PASSAGE TO READ:
···

# Neve 1073 preamp to run soft synths through?



## Prockamanisc (May 19, 2017)

Would it be a good idea to get something like a stereo Neve 1073 preamp to run any soft synths through, just to give them a bit of juice? Would something else accomplish this better?


----------



## Mr Greg G (May 19, 2017)

I wanted to do the very same thing with my synth plugins and my guitar effects (POD). I got my hands on a (mono) Neve 1073LB (the Lunchbox version of the Neve preamp) and made some tests: I recorded my synths/POD in mono with the 1073 and also without. In the end, there was a difference but it was minimal, and it was impossible to tell which was which. So I decided to save my money on this one. It really wasn't worth the expense. I'd have needed a preamp to record vocals, I may would have reconsidered my decision but this wasn't the case  

What you should definitely do is get your hands on a 1073 or even another good pre (like an API 512c, Avalon 737 etc) to run some tests and see if you think it's worth the investment or not for you.

···

(Stored records)
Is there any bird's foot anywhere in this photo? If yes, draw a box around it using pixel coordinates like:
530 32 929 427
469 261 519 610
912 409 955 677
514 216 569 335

···

TASKS FOR THIS EXERCISE:
a - In the forum thread about the Neve 1073 preamp, which version of the Neve preamp did Mr Greg G obtain for his tests?
b - Name every preamp model mentioned in the forum thread about the Neve 1073 preamp.
c - Extend the forum thread about running soft synths through a Neve 1073 preamp, picking up after its last post.

ANSWERS FOR THE TASKS:
a - A mono Neve 1073LB, the Lunchbox version of the Neve preamp.

b - Neve 1073, Neve 1073LB, API 512c, Avalon 737

c -
----------



## Phillip (May 19, 2017)

For that money you can get a real synth. But then you can program it and get hundreds of great sounds with it. Good luck


----------



## wst3 (May 19, 2017)

Here's what may be a "fun fact"... most best-of-class microphone preamplifiers won't have much effect on recorded material. There is an old wives tale that says the first gain stage adds about 80% of the final character to an audio signal, that's what so much effort goes into the design of that first stage. And it isn't trivial!

If what you are looking for is the infamous (and somewhat vague) "tube sound" or "transformer sound" or just plain old "vintage character" I don't think you'll get that from a well designed preamplifier. Ironic ain't it?

And a big part of that is that the 80% was already imprinted during the recording process. Whether it is highly colored or neutral you will have a difficult time changing that impact.

So how do you get it? You have to override it with something that is grossly distorted (using the classic definition of distortion - a non-linear process that changes the original signal).

These days I'd suggest plugins - more control, more flexibility, more choices... and they will be consistent!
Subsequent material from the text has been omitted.